══ INPUT RECORDS ══

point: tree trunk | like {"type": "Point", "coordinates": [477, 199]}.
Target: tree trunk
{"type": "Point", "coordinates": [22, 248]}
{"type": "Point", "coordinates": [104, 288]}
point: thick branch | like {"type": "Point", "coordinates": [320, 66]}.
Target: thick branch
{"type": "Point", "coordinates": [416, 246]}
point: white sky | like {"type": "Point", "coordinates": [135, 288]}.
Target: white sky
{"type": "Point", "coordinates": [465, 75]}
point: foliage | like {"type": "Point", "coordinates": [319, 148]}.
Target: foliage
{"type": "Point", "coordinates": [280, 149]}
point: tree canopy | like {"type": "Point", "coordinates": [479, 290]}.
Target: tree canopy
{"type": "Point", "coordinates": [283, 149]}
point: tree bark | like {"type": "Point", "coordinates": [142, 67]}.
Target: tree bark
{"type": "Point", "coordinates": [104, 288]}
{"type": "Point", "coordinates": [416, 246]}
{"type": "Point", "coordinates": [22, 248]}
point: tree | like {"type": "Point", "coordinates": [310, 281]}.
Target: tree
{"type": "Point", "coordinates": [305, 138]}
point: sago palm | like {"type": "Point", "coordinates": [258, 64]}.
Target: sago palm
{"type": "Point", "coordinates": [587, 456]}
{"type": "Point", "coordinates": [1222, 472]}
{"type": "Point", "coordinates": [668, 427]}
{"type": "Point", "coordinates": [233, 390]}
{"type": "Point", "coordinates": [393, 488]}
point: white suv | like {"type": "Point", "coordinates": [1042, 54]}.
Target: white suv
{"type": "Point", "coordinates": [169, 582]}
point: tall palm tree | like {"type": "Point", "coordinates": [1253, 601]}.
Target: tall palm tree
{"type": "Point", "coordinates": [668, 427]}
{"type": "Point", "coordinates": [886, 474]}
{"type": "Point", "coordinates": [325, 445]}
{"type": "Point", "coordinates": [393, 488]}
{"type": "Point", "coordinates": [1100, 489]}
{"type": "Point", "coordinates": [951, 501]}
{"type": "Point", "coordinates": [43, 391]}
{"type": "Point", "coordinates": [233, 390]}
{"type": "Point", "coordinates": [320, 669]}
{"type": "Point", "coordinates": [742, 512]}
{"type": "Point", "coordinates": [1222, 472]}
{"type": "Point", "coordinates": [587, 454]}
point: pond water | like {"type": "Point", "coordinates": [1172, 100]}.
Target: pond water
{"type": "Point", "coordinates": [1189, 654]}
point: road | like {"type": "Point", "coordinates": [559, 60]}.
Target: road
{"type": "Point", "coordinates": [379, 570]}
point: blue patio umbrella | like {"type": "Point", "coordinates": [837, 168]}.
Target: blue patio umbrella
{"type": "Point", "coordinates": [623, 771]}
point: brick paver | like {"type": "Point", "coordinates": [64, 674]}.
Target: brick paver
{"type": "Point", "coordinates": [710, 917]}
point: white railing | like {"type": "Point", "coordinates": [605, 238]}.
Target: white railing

═══

§ **WHAT THIS TASK INVOLVES**: Please copy, word for word, every line from the first line of the records through the line containing "point: tree bark", with both of those lines included and nothing else.

§ **WORKED SOLUTION**:
point: tree trunk | like {"type": "Point", "coordinates": [477, 199]}.
Target: tree trunk
{"type": "Point", "coordinates": [22, 248]}
{"type": "Point", "coordinates": [104, 288]}
point: thick branch | like {"type": "Point", "coordinates": [320, 66]}.
Target: thick branch
{"type": "Point", "coordinates": [416, 246]}
point: white sky | like {"type": "Point", "coordinates": [135, 288]}.
Target: white sky
{"type": "Point", "coordinates": [465, 75]}
point: foliage | like {"type": "Point", "coordinates": [319, 148]}.
Target: foliage
{"type": "Point", "coordinates": [280, 149]}
point: tree canopy | like {"type": "Point", "coordinates": [479, 290]}.
Target: tree canopy
{"type": "Point", "coordinates": [283, 149]}
point: tree bark | like {"type": "Point", "coordinates": [142, 67]}.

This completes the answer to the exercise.